• _STORED DATA_
=-=-=-=-=

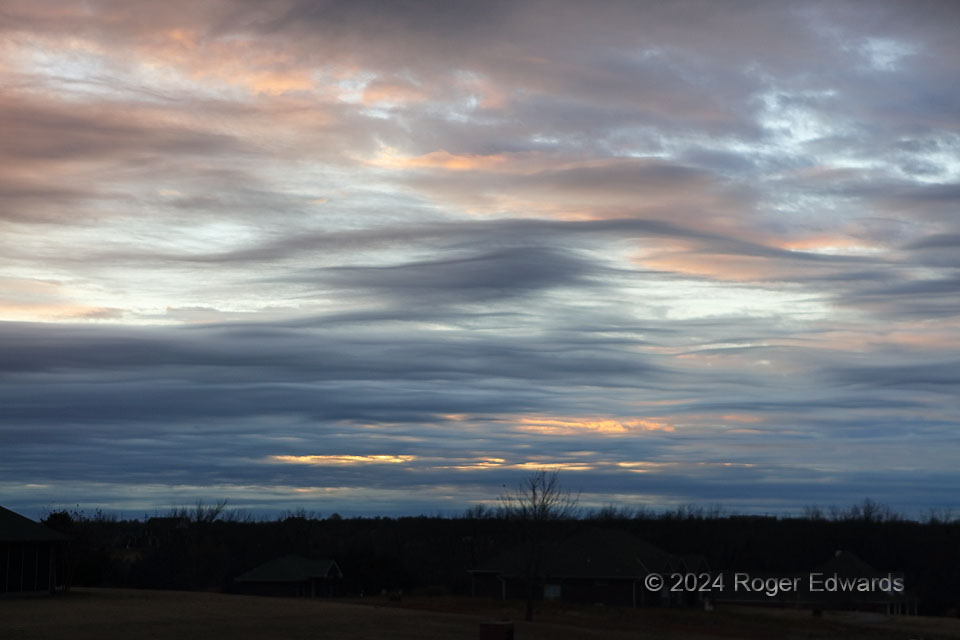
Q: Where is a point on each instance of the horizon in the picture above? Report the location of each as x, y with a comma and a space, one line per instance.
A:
388, 258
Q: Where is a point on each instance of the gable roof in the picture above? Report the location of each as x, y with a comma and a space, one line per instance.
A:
292, 569
17, 528
849, 565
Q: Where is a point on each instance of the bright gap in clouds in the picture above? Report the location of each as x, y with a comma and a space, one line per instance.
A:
600, 236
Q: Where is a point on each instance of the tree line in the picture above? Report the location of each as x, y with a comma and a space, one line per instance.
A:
208, 545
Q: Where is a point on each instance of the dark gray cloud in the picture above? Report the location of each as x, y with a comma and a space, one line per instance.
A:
423, 247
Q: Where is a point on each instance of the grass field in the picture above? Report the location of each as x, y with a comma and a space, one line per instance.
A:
117, 614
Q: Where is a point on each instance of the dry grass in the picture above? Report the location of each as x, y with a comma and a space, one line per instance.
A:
117, 614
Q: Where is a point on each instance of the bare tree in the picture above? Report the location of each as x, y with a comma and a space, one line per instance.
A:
539, 498
538, 501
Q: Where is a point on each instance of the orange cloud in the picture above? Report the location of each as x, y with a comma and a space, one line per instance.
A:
568, 426
390, 159
379, 91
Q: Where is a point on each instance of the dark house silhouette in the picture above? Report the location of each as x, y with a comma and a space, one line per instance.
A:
31, 556
292, 576
597, 566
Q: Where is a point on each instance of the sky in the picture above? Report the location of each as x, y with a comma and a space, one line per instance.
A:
388, 258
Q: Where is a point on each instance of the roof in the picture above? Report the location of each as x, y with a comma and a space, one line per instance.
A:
849, 565
594, 553
292, 569
17, 528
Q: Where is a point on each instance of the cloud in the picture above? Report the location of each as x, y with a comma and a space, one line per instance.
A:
683, 251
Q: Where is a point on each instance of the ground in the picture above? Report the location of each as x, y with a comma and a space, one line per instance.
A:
107, 614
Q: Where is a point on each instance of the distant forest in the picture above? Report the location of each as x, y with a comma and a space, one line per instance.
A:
205, 547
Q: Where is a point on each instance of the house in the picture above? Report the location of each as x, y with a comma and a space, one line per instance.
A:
31, 556
597, 566
292, 576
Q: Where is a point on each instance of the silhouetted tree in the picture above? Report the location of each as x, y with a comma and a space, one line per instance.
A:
538, 501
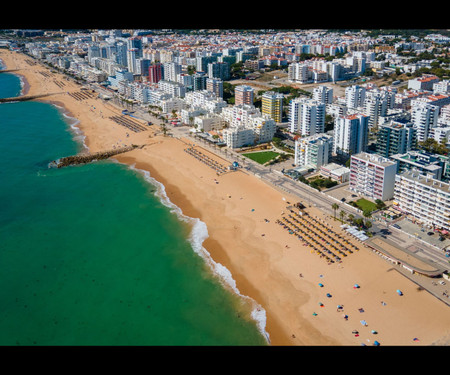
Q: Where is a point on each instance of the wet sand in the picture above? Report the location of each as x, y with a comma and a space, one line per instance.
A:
265, 260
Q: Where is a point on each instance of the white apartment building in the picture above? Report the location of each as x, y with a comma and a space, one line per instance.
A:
375, 106
442, 87
299, 73
354, 96
172, 104
313, 151
424, 116
205, 99
372, 176
423, 197
238, 137
323, 94
243, 119
425, 82
208, 122
243, 94
306, 116
175, 89
171, 71
350, 134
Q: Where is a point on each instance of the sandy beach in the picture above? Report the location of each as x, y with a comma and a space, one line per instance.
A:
268, 264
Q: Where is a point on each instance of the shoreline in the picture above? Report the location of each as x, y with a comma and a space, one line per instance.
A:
263, 259
198, 237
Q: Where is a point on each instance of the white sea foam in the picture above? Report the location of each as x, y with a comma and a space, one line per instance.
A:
73, 123
198, 235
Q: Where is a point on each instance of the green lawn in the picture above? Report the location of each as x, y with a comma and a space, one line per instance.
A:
262, 157
364, 205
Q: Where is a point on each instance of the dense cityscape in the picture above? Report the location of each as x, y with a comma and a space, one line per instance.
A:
354, 123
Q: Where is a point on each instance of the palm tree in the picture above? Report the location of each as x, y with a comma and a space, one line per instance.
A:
335, 206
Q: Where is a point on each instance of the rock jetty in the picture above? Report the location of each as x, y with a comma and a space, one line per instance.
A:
87, 158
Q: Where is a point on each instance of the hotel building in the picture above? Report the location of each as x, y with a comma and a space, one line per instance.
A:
272, 105
350, 134
424, 116
372, 176
247, 126
306, 116
243, 94
395, 138
423, 197
313, 151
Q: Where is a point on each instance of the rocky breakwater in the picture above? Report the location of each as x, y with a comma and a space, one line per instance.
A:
87, 158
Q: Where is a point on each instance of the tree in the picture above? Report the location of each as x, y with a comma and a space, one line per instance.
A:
335, 206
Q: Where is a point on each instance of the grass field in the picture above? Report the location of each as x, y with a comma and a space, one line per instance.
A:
364, 205
262, 157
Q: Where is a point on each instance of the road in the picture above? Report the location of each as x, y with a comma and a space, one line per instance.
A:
307, 195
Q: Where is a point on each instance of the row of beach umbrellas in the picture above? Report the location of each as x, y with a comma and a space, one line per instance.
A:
219, 168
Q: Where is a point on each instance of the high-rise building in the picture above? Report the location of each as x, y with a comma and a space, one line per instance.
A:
299, 72
375, 106
219, 70
323, 94
215, 85
313, 151
424, 116
354, 96
171, 71
155, 73
243, 94
272, 105
199, 79
423, 197
306, 116
372, 176
132, 56
351, 134
395, 138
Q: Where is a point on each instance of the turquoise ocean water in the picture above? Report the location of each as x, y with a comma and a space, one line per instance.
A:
95, 254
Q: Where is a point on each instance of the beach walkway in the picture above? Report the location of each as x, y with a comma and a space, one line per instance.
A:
323, 240
218, 167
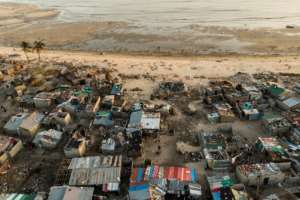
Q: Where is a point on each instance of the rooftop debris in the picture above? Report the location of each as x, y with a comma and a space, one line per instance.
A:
102, 139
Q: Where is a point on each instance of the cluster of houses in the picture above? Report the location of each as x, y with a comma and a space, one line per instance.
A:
100, 133
273, 158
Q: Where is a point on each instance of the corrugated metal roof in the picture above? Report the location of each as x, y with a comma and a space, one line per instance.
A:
34, 119
291, 102
150, 121
16, 196
98, 176
57, 192
135, 119
71, 193
139, 192
95, 170
95, 162
15, 121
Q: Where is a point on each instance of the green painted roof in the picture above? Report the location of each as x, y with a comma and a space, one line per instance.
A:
275, 90
20, 197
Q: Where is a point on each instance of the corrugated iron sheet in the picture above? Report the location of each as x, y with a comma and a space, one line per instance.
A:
95, 162
98, 176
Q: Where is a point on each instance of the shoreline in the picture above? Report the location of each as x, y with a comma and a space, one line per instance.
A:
125, 38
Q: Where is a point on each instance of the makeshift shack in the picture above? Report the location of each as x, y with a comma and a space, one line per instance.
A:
292, 103
146, 121
211, 140
75, 147
274, 151
31, 124
44, 100
103, 118
104, 171
222, 186
225, 112
71, 193
13, 125
163, 181
216, 159
9, 147
276, 124
259, 174
48, 139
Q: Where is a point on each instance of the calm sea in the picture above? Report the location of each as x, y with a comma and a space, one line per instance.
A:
250, 13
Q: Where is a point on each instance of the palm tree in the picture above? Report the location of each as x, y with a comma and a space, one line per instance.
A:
38, 47
26, 47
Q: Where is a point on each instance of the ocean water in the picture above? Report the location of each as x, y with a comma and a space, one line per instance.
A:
178, 13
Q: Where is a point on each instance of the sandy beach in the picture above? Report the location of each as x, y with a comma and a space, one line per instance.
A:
24, 22
146, 72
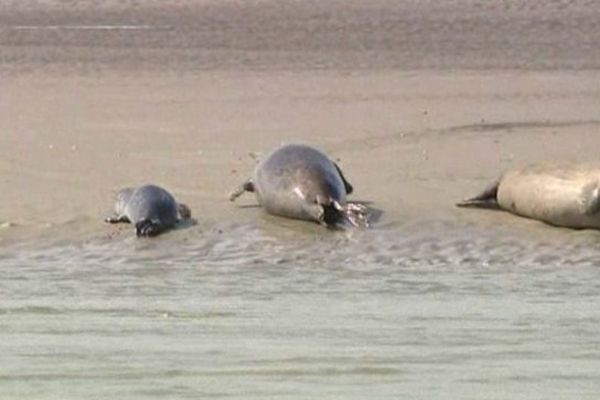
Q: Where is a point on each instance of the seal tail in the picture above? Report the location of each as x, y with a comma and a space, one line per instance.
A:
486, 199
355, 213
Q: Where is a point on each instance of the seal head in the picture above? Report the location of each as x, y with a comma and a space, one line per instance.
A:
150, 208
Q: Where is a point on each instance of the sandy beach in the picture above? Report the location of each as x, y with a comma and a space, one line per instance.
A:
411, 142
421, 102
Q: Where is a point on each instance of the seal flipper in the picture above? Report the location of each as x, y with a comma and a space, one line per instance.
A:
590, 203
486, 199
148, 227
183, 211
247, 186
115, 219
347, 185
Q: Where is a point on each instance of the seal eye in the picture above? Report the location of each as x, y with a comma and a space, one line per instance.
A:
299, 192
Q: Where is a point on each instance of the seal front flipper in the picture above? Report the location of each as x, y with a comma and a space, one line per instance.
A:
486, 199
347, 185
247, 186
115, 219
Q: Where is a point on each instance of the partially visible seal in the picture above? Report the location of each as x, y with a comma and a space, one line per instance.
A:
298, 181
560, 194
150, 208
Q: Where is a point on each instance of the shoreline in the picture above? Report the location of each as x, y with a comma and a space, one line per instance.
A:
402, 139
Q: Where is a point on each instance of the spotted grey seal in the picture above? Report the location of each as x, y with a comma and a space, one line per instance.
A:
560, 194
150, 208
298, 181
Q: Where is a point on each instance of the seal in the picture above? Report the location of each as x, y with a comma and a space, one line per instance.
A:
565, 195
150, 208
299, 181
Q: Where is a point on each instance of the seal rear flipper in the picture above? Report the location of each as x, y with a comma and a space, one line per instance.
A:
590, 195
486, 199
347, 185
184, 211
247, 186
355, 213
332, 214
147, 227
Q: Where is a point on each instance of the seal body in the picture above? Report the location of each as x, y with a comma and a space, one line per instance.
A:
150, 208
559, 194
299, 181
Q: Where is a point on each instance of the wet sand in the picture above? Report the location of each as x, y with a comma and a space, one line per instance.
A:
422, 102
412, 143
418, 108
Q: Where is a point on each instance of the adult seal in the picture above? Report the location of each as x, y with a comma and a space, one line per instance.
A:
150, 208
298, 181
565, 195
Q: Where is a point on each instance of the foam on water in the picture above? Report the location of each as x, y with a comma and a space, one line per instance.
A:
291, 310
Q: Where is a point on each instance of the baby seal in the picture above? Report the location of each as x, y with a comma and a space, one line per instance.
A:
150, 208
559, 194
298, 181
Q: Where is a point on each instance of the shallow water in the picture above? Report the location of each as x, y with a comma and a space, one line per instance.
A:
288, 310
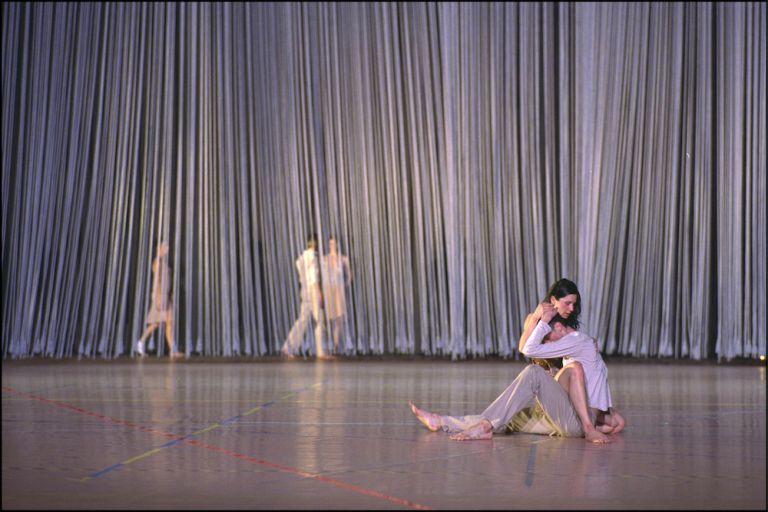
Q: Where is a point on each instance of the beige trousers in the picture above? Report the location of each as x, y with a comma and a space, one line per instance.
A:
531, 403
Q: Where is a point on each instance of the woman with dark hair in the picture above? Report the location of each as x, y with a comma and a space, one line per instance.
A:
554, 411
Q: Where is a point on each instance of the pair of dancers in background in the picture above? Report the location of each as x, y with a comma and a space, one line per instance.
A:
320, 297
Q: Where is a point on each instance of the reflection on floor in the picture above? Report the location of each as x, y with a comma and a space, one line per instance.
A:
155, 434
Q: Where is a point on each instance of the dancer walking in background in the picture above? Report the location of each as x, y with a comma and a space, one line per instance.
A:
161, 311
336, 277
308, 267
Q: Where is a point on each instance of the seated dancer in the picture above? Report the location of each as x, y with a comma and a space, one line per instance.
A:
553, 412
580, 353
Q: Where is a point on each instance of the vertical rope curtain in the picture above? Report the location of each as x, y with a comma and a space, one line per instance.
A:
465, 155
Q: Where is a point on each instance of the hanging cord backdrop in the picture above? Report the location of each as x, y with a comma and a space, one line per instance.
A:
464, 156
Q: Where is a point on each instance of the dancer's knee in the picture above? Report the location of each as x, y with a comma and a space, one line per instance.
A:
576, 371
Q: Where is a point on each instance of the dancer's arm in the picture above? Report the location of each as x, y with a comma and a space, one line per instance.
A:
544, 311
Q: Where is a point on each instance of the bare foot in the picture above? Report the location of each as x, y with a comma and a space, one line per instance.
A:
605, 429
480, 431
428, 419
594, 436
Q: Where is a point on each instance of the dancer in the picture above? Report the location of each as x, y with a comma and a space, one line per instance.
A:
308, 267
337, 276
563, 302
162, 302
552, 411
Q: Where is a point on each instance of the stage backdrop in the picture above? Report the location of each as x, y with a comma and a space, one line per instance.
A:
466, 155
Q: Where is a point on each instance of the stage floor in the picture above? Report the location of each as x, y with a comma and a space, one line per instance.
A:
154, 434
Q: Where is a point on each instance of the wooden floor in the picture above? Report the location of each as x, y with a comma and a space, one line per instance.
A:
194, 434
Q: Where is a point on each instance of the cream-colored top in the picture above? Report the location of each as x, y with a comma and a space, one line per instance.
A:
575, 346
309, 267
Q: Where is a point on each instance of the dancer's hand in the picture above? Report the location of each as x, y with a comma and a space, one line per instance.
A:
546, 311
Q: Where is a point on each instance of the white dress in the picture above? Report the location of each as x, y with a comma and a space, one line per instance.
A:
335, 300
575, 346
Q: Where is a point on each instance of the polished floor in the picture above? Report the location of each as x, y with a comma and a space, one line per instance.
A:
155, 434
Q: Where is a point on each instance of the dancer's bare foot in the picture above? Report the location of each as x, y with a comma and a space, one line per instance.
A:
480, 431
428, 419
284, 352
597, 437
605, 429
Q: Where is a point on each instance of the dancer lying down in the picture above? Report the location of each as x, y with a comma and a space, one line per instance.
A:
537, 403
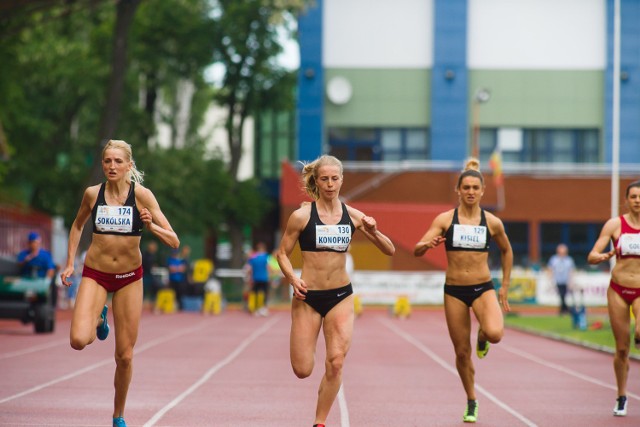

=-=-=-=-=

• _EXERCISE PROMPT_
Count the lines in the items above that contain the word "floor". How many are there? Reply with the number only.

• _COMPLETE OUTPUT_
4